• EXERCISE DATA:

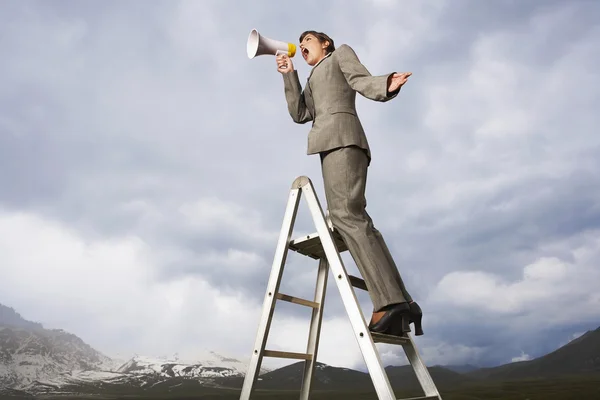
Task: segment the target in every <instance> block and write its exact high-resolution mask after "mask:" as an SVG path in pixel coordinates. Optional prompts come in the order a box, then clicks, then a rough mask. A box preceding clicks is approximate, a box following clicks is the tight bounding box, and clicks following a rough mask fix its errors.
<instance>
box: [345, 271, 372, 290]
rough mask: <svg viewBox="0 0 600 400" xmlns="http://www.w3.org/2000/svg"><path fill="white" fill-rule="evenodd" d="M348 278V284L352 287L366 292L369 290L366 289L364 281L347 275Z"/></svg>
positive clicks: (355, 277)
mask: <svg viewBox="0 0 600 400" xmlns="http://www.w3.org/2000/svg"><path fill="white" fill-rule="evenodd" d="M348 277H349V278H350V284H351V285H352V286H354V287H357V288H359V289H362V290H366V291H367V292H368V291H369V289H367V284H366V283H365V280H364V279H361V278H357V277H356V276H353V275H348Z"/></svg>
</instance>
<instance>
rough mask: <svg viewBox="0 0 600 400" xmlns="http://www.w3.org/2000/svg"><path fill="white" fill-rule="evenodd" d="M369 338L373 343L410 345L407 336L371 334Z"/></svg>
mask: <svg viewBox="0 0 600 400" xmlns="http://www.w3.org/2000/svg"><path fill="white" fill-rule="evenodd" d="M371 337H372V338H373V341H374V342H375V343H388V344H407V343H410V339H409V337H408V336H394V335H386V334H383V333H375V332H371Z"/></svg>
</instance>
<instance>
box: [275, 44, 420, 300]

• ACTIVITY:
The range runs from the line with "box: [345, 271, 372, 290]" up to and including the line with "278V284L352 287L366 292L369" in the listing above; please write out exactly those lines and nothing more.

• EXERCISE RESULT:
box: [345, 271, 372, 290]
rough mask: <svg viewBox="0 0 600 400" xmlns="http://www.w3.org/2000/svg"><path fill="white" fill-rule="evenodd" d="M348 278V284L352 287L366 292L369 290L366 289L364 281L347 275Z"/></svg>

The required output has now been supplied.